After the retrospective dedicated to Fausto Melotti in 1999, Galleria d'Arte Maggiore g.a.m. is glad to show another selection of his refined works. Melotti's entire production, from the early drawings of the 1920s to the sculptures of the 1980s, makes it clear that, as Germano Celant writes: "his abstractism must be assumed in a spiritualistic and metaphysical perspective, with references to the symbolism of the sacred and the magical. And although it may appear irreverent from a figurative point of view, it always admits at its origin the spirit or the word, the sound or the breath with which the universe was built". Sculptur, poet, musician and with a degree in Electronic Engineering, Melotti took his first steps into plastic arts using ceramics, with a broad but refined production that led him to collaborate with Gio Ponti on his architectural projects. Known for his joyful and lively use of brass, Melotti's production is characterized by light sculptures. They are light not only because of their own constitution - which aims to ab-strahere (to bring out the form) and to free them from a concrete existence - but also because of the amusement they require in engaging the viewer, called to construct fantastic narratives and surreal universes through the playful irregularities, oscillations and symmetries of the works themselves.

Supplied material

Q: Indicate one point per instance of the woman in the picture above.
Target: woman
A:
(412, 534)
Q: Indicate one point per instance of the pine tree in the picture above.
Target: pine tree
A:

Action item A
Answer these questions using the text on Fausto Melotti:
(i) In what year did Galleria d'Arte Maggiore g.a.m. hold its retrospective dedicated to Melotti?
(ii) With whom did Melotti collaborate on architectural projects?
(iii) What material is Melotti known for using in a joyful and lively way?
Action item B
The Germano Celant quotation in the text on Fausto Melotti names what Melotti's abstractism always admits at its origin. List each of these items.

Answer box A
(i) 1999
(ii) Gio Ponti
(iii) Brass

Answer box B
- the spirit
- the word
- the sound
- the breath